[BEGIN Provided data]

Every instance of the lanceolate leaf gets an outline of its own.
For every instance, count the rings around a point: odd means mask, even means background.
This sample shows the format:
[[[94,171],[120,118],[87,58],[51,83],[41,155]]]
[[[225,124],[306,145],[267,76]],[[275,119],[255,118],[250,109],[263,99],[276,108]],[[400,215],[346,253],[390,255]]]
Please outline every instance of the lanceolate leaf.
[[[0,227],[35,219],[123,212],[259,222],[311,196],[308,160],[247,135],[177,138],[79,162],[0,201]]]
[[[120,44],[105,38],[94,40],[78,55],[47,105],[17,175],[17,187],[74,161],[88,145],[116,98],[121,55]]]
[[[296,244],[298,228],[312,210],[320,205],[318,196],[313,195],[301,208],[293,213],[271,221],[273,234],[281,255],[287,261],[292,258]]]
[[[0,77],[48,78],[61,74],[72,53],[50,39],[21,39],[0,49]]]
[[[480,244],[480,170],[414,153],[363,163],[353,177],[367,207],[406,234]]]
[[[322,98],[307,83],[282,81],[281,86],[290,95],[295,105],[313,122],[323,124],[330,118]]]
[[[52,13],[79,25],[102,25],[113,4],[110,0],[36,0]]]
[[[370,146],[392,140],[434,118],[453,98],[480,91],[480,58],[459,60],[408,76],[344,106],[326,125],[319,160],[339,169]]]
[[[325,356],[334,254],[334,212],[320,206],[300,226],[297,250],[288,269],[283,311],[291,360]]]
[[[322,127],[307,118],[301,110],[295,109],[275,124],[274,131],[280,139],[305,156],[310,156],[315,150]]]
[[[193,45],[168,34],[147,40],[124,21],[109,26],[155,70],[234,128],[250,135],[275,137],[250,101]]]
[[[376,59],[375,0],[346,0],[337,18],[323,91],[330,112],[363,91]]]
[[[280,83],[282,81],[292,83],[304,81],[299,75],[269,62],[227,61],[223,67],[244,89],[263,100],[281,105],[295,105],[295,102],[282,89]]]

[END Provided data]

- Task requirements
Please reproduce every row above, character for character, without changing anything.

- Correct output
Every instance of the lanceolate leaf gets an outline of its own.
For every instance, count the rings around a point: odd means mask, even means background.
This sample shows the format:
[[[94,171],[120,118],[87,58],[51,83],[41,155]]]
[[[225,124],[306,145],[267,76]],[[275,119],[255,118],[250,109],[263,99],[276,108]],[[400,215],[346,253],[390,255]]]
Please outline every instance of the lanceolate leaf.
[[[0,227],[35,219],[123,212],[259,222],[311,196],[308,160],[247,135],[177,138],[79,162],[0,201]]]
[[[120,44],[105,38],[94,40],[78,55],[47,105],[17,175],[17,187],[74,161],[88,145],[116,98],[121,55]]]
[[[296,244],[298,228],[312,210],[320,205],[318,196],[313,195],[301,208],[293,213],[271,221],[273,234],[281,255],[287,261],[292,258]]]
[[[0,77],[48,78],[61,74],[72,53],[50,39],[21,39],[0,49]]]
[[[480,244],[480,170],[414,153],[363,163],[353,177],[367,207],[406,234]]]
[[[322,98],[307,83],[282,81],[281,86],[290,95],[295,105],[313,122],[323,124],[330,118]]]
[[[52,13],[79,25],[102,25],[113,4],[110,0],[36,0]]]
[[[370,146],[392,140],[434,118],[453,98],[480,91],[480,58],[459,60],[408,76],[344,106],[326,125],[319,160],[339,169]]]
[[[325,356],[334,254],[334,212],[320,206],[300,226],[297,250],[288,269],[283,311],[291,360]]]
[[[322,127],[307,118],[301,110],[295,109],[275,124],[274,131],[280,139],[305,156],[310,156],[315,150]]]
[[[193,45],[168,34],[147,40],[124,21],[109,26],[155,70],[234,128],[250,135],[275,137],[250,101]]]
[[[376,59],[375,0],[346,0],[337,18],[323,91],[330,112],[363,91]]]
[[[280,83],[282,81],[292,83],[304,81],[299,75],[269,62],[227,61],[223,67],[244,89],[263,100],[281,105],[295,105],[295,102],[282,89]]]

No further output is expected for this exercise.